→ ИСХОДНЫЙ ТЕКСТ
◆ ◆ ◆

Микеланджело порвал с цветом с самого начала, и тут же монохромия перешла в наступление по всей линии. Обесцвечивается даже терракота, которая так сильно зависит от обаяния своей росписи — как характерный пример можно здесь привести Бегарелли.

Не могу разделить часто высказываемое мнение, что современная бесцветность скульптуры объясняется желанием подражать античным статуям. Отказ от пестроты оформился еще до того, как идеи такого рода могли прийти в голову любого археологического пуриста, и подобные перемены во вкусе, как правило, вообще не обусловливаются какими бы то ни было историческими соображениями. Возрождение видело античность в цвете до тех пор, пока цветастым было оно само, и, изображая античные памятники на картинах, оно раскрашивало их в разные цвета. Начиная же с того момента, когда потребность в цвете исчезла, белой начала представляться также и античность, поэтому в корне неверно утверждать, что импульс исходил от нее.

5

Всякое поколение находит в мире то, что подобно ему самому. Само собой разумеется, XV столетие должно было усматривать в зримом мире совершенно иные красоты, чем столетие XVI, поскольку оно было обращено к нему совсем иными органами. В «Giostra» Полициано мы находим концентрированное выражение кватрочентистского восприятия красоты при описании сада Венеры. Он говорит о светлой роще и источниках с прозрачной водой, он называет многие красивые цвета, цветы, он переходит от одного к другому и описывает все, обстоятельно перечисляя и не опасаясь утомить читателя (или слушателя). А с какой грациозностью говорит он о маленьком зеленом лужке:

…scherzando tra fior lascive aurette

fan dolcemente tremolar 1’erbette[152]

Так что усеянный цветами луг был для художника собранием сплошь единичных существ, и он сопереживает их ощущеньицам собственного бытия. О Леонардо рассказывают, что однажды он с изумительным мастерством нарисовал букет цветов в сосуде с водой[153]. Я привожу этот случай как пример бесчисленных живописных устремлений той эпохи. С новым, утонченным ощущением, находившим себе пищу в картинах нидерландских кватрочентистов, наблюдали тогда художники отблески и отражения на драгоценных камнях, на вишнях и металлической посуде. В качестве особого изыска в руки Иоанну Крестителю дают стеклянное древко креста с латунными кольцами; блестящие листья, розовеющее тело, светлое облачко на синем небе — все это живописные деликатесы, и повсюду главное внимание устремлено на то, чтобы краски сверкали как можно больше.

Шестнадцатому столетию эти радости уже неведомы. Пестрое сопребывание блестящих красок должно померкнуть перед мощными тенями и стремлением к пространственному воздействию. Леонардо потешается над художниками, не желающими в угоду моделировке пожертвовать блистанием красок. Он сравнивает их с ораторами, которые произносят громкие, но лишенные содержания слова[154].

◆ ◆ ◆

→ СТРОКИ ДАННЫХ

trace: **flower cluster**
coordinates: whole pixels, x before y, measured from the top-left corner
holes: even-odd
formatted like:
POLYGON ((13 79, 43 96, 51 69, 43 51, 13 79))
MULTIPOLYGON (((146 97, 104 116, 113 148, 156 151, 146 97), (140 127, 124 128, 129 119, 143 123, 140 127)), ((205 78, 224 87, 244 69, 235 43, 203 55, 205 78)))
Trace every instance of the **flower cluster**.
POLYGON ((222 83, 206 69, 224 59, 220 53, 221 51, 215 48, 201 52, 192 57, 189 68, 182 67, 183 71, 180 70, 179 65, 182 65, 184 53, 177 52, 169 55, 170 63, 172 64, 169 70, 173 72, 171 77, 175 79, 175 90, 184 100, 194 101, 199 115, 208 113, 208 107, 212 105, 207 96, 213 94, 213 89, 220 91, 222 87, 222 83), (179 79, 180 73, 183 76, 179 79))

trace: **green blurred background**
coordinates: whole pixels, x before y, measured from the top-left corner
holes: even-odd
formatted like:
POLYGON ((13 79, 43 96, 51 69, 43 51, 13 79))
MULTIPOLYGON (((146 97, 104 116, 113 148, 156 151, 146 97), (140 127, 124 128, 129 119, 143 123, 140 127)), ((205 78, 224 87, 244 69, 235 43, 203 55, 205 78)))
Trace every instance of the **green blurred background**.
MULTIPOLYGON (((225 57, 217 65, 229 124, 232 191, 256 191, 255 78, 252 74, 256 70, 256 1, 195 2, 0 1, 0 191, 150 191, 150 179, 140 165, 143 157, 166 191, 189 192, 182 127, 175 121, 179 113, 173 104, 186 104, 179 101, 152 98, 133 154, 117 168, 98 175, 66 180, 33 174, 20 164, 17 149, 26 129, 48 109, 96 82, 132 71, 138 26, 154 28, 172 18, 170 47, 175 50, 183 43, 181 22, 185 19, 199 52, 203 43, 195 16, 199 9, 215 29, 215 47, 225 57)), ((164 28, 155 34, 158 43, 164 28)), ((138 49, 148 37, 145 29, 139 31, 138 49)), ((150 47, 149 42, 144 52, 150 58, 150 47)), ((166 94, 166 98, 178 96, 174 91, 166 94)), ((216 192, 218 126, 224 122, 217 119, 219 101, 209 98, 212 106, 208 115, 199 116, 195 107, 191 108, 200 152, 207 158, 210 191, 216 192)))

◆ ◆ ◆

→ ЧТО НУЖНО СДЕЛАТЬ
1. Перепишите из текста о цвете в искусстве Возрождения всё, начиная со слов «Микеланджело порвал с» и вплоть до слов «здесь привести Бегарелли.».
2. Продолжите текст о цвете в искусстве Возрождения, начав сразу после его последнего предложения.

→ РЕЗУЛЬТАТЫ
1.
Микеланджело порвал с цветом с самого начала, и тут же монохромия перешла в наступление по всей линии. Обесцвечивается даже терракота, которая так сильно зависит от обаяния своей росписи — как характерный пример можно здесь привести Бегарелли.

2.
Трепетание былинок и блеск кристалла — для живописи чинквеченто все это пустое место. У нее отсутствует способность к взгляду с близкого расстояния. Переживаются лишь значительные действия, воспринимаются лишь значительные световые явления.

173. Филиппино Липпи. Аллегория музыки. Берлин

Но и это еще не все. Интерес к миру как таковому все в большей и большей степени ограничивается исключительно одной фигурой. Выше уже упоминалось о том, как к своим специальным задачам обращаются теперь алтарные образа и картины-повествования, которые более не желают ни в чем потрафлять всеобщей охоте поглазеть. Прежде алтарный образ был тем местом, куда сносилось все красивое, что только можно было отыскать на свете, а картины-повествования художники рисовали не просто как «живописцы на исторические темы», но еще и как живописцы по части архитектуры, пейзажисты и авторы натюрмортов. Ныне эти разнообразные интересы больше не желают уживаться друг с другом. Даже в тех случаях, когда в виду не имелось создание драматического действия или исполненного церковной благодати впечатления, в чисто идиллических сценах и на безразличных жанровых картинах со светски-мифологическим содержанием все или почти все оказывается поглощенным чисто фигуративными красотами. Кому из великих можно было бы теперь поручить Леонардову вазу с цветами? Когда Андреа дель Сарто делает что-то в этом роде, все сводится исключительно к мимолетному намеку, словно он опасается нарушить чистоту монументального стиля[155]. И тем не менее иной раз красивый пейзаж можно встретить и у него. Рафаэль, могший — по крайней мере потенциально — быть наиболее разносторонним в плане живописном, как раз в этом отношении дает очень мало. Все средства в наличии, как и прежде, однако создается впечатление, что тут идет постоянная подготовка к окончательному обособлению фигуративной живописи, что заставляет надменно отворачиваться от всего, что не есть фигура. Примечательно, что в мастерской Рафаэля за изображение живописных мелочей отвечал уроженец Верхней Италии, Джованни да Удине. И впоследствии опять-таки ломбардец Караваджо вызвал в Риме настоящую бурю своим стеклянным сосудом с цветами: то был знак нового искусства.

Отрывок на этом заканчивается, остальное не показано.